**INPUT DATA:**
◇ ◇ ◇

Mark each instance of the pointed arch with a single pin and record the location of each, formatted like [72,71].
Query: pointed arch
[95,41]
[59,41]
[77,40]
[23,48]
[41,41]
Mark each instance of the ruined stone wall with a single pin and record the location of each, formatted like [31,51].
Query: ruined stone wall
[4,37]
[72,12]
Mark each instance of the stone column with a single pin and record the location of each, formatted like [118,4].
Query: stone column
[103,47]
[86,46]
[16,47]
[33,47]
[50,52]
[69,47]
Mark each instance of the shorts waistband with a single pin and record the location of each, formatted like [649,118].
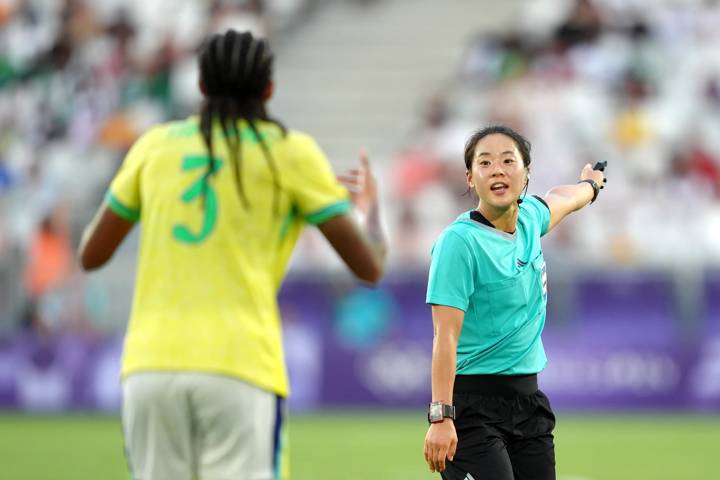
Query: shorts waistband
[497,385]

◇ ◇ ◇

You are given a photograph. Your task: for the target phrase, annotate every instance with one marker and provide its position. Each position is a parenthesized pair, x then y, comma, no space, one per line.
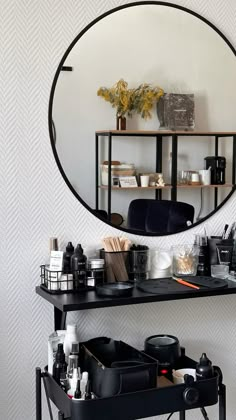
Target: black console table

◇ ◇ ◇

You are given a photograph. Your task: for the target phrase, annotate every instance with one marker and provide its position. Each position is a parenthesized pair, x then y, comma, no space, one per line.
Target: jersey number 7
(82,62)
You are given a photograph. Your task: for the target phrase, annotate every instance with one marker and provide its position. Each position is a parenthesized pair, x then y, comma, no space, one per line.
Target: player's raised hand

◇ ◇ ◇

**PROBLEM TO WORK ON:** Of the entries above, repeat exactly the lines from the line with "Mark each instance of the pointed" through the line with "Mark each instance of the stone", both of them included.

**SOLUTION:**
Mark each instance of the pointed arch with a single pin and record the location of each, formatted like [72,71].
Query: pointed arch
[95,41]
[59,41]
[77,40]
[23,48]
[41,41]
Mark each instance of the ruined stone wall with a single pin and record the location of each, formatted like [31,51].
Query: ruined stone wall
[4,37]
[72,12]
Mark each instance of the stone column with a single pin and record the location of each, formatted like [118,4].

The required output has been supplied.